The request: Give back only the lines from the one with "the locomotive tender" through the last line of the data, exactly as they appear.

◇ ◇ ◇ ◇ ◇

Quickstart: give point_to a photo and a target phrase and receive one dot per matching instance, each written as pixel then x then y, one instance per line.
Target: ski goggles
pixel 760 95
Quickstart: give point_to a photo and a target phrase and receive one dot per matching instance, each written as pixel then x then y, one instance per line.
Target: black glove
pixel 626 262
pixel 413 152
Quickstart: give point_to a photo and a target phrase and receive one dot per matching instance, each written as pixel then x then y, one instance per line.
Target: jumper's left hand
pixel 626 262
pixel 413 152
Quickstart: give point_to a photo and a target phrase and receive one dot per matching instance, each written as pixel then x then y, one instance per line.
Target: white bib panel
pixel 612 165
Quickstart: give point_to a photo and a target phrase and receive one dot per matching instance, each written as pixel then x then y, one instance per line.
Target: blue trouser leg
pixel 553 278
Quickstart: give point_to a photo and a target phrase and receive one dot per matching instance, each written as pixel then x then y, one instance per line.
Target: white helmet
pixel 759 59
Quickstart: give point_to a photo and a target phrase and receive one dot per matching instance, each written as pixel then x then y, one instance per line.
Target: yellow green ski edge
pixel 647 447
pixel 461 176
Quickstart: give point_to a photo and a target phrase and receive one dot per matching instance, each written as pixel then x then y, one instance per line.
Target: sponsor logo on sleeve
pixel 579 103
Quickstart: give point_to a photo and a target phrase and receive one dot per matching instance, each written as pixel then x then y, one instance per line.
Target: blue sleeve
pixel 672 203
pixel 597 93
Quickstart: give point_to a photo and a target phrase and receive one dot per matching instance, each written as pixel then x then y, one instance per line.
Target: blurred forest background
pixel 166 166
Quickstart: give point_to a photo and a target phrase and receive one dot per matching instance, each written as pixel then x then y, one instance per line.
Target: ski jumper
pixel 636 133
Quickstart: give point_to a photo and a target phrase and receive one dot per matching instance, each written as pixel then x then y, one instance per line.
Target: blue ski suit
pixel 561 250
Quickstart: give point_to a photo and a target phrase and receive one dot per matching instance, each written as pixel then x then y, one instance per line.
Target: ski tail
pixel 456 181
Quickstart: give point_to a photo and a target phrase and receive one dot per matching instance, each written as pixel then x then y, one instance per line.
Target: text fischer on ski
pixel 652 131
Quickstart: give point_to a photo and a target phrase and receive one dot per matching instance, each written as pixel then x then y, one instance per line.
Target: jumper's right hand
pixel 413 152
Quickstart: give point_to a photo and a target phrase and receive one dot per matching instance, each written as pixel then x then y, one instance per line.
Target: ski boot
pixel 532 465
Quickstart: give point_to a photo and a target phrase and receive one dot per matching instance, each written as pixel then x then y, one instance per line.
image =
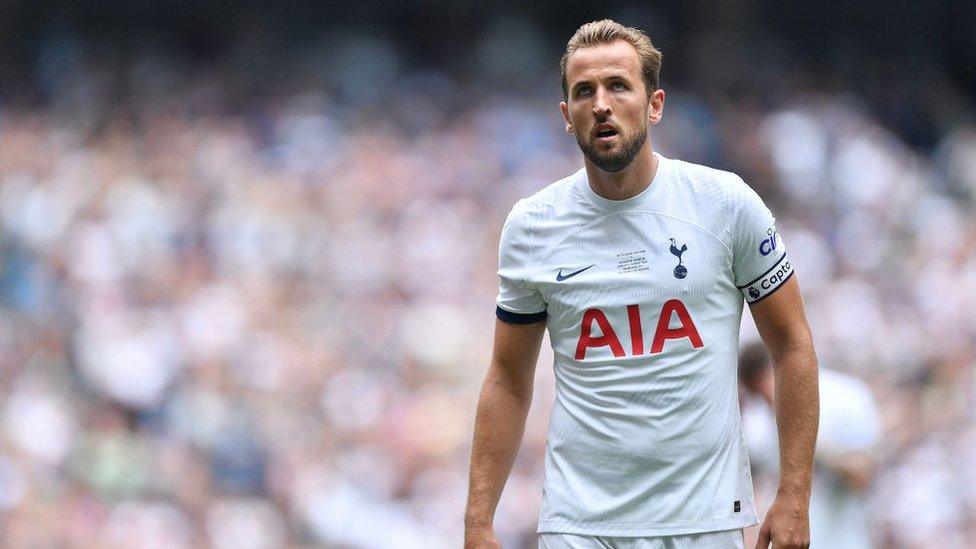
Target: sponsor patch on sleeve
pixel 770 281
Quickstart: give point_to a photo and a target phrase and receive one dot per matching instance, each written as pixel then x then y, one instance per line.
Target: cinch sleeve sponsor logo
pixel 768 244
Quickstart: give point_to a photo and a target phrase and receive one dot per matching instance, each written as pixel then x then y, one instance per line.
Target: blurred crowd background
pixel 248 254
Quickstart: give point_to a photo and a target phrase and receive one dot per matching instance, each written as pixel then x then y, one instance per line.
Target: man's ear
pixel 564 108
pixel 656 108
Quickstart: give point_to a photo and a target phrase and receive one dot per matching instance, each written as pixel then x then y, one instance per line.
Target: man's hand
pixel 481 538
pixel 787 524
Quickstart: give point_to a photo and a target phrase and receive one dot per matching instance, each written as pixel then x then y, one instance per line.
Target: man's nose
pixel 601 103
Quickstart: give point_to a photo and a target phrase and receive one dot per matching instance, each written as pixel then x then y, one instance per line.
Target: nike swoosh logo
pixel 560 276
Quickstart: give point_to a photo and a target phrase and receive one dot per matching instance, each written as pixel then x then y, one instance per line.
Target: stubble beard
pixel 614 162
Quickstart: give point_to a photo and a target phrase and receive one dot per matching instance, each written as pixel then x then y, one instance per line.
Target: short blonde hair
pixel 606 31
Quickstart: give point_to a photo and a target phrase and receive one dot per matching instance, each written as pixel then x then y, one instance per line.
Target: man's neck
pixel 628 182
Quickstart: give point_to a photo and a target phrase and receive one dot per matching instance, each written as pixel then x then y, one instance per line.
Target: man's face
pixel 608 109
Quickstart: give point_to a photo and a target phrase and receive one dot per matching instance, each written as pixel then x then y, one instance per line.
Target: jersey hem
pixel 642 530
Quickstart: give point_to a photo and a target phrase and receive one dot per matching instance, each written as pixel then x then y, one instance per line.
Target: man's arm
pixel 502 408
pixel 783 326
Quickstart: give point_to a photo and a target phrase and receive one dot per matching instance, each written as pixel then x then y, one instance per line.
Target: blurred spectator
pixel 845 459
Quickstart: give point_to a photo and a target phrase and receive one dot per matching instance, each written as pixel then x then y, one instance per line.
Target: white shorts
pixel 726 539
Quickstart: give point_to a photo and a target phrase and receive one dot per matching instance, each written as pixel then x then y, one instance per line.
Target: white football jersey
pixel 642 299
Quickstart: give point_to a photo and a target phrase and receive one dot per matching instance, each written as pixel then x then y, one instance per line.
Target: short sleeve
pixel 517 302
pixel 759 261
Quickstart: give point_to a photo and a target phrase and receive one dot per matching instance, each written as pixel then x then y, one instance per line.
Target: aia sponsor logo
pixel 663 331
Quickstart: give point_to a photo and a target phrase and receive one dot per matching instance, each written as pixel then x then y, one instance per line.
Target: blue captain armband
pixel 519 318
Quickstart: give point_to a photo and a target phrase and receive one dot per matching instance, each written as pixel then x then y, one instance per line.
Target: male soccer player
pixel 638 265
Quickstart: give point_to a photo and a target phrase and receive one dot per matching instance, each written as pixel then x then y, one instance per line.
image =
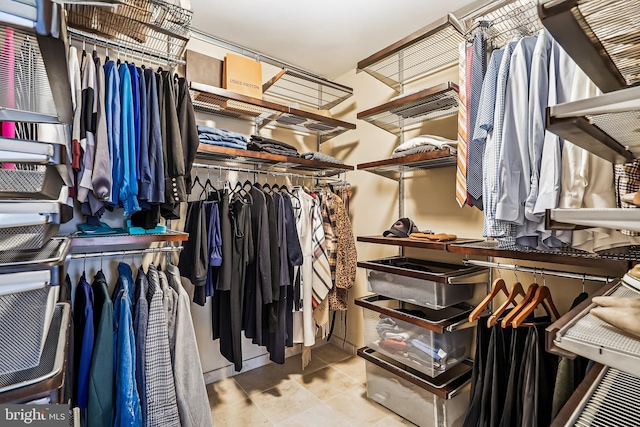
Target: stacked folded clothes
pixel 221 138
pixel 271 146
pixel 424 144
pixel 321 157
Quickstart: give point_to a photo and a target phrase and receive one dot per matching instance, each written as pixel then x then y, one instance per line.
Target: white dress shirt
pixel 514 164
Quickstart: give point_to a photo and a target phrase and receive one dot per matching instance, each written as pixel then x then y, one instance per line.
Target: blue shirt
pixel 129 187
pixel 84 307
pixel 127 399
pixel 113 112
pixel 135 92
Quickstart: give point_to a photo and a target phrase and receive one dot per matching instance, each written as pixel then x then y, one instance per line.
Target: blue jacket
pixel 101 388
pixel 129 188
pixel 128 412
pixel 135 93
pixel 83 315
pixel 113 113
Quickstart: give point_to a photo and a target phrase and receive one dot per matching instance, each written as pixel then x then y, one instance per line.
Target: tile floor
pixel 331 391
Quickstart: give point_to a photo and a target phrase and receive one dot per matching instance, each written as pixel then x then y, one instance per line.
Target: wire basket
pixel 27 181
pixel 23 320
pixel 151 27
pixel 25 92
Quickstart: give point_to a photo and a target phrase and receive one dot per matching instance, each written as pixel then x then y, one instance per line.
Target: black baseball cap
pixel 401 228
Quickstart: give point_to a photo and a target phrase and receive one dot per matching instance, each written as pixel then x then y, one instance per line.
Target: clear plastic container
pixel 409 342
pixel 415 403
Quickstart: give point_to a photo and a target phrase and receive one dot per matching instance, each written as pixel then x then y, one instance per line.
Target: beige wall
pixel 429 196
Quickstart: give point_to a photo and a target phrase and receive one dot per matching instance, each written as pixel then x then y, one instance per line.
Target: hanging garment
pixel 347 257
pixel 135 97
pixel 113 113
pixel 322 277
pixel 127 408
pixel 162 408
pixel 277 338
pixel 128 196
pixel 242 254
pixel 89 112
pixel 140 319
pixel 274 251
pixel 102 166
pixel 154 190
pixel 304 318
pixel 170 302
pixel 258 275
pixel 188 129
pixel 174 157
pixel 143 147
pixel 83 316
pixel 194 260
pixel 214 245
pixel 100 403
pixel 475 151
pixel 491 163
pixel 191 391
pixel 461 170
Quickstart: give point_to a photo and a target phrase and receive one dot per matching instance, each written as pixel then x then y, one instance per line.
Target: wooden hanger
pixel 506 320
pixel 515 291
pixel 497 286
pixel 542 294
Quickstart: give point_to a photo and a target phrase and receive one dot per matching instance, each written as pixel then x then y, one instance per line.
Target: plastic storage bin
pixel 423 283
pixel 27 300
pixel 416 337
pixel 427 405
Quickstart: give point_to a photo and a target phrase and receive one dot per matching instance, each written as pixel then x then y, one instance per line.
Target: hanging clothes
pixel 191 391
pixel 140 323
pixel 100 402
pixel 127 407
pixel 160 386
pixel 84 331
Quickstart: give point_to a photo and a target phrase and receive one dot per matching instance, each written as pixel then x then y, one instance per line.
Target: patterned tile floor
pixel 331 391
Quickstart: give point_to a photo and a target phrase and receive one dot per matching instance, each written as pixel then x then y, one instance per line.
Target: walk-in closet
pixel 360 213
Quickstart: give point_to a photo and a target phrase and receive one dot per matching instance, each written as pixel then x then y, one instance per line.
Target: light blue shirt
pixel 561 72
pixel 514 164
pixel 129 186
pixel 113 127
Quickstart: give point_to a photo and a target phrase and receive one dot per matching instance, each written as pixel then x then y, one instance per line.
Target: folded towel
pixel 228 144
pixel 272 146
pixel 221 132
pixel 321 157
pixel 435 140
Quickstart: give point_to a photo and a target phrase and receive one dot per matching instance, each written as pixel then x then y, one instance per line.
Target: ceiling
pixel 327 38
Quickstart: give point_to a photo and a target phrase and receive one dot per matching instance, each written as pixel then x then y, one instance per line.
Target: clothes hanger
pixel 497 287
pixel 516 290
pixel 542 294
pixel 506 320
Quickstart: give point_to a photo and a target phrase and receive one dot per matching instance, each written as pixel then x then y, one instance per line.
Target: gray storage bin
pixel 423 283
pixel 27 299
pixel 424 404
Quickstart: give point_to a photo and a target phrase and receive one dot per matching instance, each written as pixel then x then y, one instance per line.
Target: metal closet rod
pixel 264 172
pixel 128 252
pixel 110 44
pixel 541 271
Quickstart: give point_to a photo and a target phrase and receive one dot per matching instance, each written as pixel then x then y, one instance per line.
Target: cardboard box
pixel 242 75
pixel 203 69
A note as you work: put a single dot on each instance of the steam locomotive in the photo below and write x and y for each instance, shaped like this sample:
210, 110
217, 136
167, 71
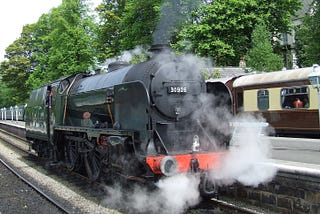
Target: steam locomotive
138, 122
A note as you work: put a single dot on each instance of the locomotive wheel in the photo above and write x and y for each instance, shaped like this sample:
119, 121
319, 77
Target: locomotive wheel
72, 156
92, 163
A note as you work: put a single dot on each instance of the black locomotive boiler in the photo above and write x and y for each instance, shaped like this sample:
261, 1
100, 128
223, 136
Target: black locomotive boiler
135, 121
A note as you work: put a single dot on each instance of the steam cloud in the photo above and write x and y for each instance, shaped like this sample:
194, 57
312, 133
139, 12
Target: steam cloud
173, 13
174, 195
248, 159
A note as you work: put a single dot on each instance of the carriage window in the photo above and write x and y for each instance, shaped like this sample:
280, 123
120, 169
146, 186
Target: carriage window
295, 97
63, 85
263, 99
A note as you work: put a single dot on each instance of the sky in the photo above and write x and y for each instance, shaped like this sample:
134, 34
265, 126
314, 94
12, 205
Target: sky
14, 14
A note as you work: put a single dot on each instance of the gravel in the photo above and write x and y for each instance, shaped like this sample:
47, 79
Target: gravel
11, 191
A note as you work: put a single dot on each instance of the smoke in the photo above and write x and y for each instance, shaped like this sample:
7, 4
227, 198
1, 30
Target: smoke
126, 56
248, 159
174, 195
173, 14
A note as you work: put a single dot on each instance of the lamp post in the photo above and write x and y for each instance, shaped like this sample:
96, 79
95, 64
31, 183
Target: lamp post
314, 78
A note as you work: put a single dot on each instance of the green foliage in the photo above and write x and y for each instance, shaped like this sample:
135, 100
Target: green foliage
261, 56
16, 69
67, 41
222, 28
64, 40
110, 14
308, 37
138, 22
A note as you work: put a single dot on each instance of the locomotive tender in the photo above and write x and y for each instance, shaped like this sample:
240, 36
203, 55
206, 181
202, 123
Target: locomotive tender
135, 121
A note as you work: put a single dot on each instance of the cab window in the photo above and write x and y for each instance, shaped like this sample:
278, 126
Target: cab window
295, 97
263, 99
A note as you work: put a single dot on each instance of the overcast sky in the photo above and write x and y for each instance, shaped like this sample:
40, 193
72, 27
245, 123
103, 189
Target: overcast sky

◇ ◇ ◇ ◇ ◇

Task solution:
A note as you work: put a single dot on each instance of the locomotive tender in the photo above and write x and y for each instance, shaped like this sample:
240, 36
203, 55
206, 181
202, 123
Target: locomotive tender
135, 121
A note as you work: put a single dot on each instance of the cab window in the photo above and write x and y for each instance, shaped like this sample:
278, 126
Target: cab window
295, 97
263, 99
A note as you work: put a single dot on each instance of the overcast sky in the photo above and write x and y for each instance, shaped like this sample:
40, 193
72, 27
245, 123
103, 189
Target: overcast sky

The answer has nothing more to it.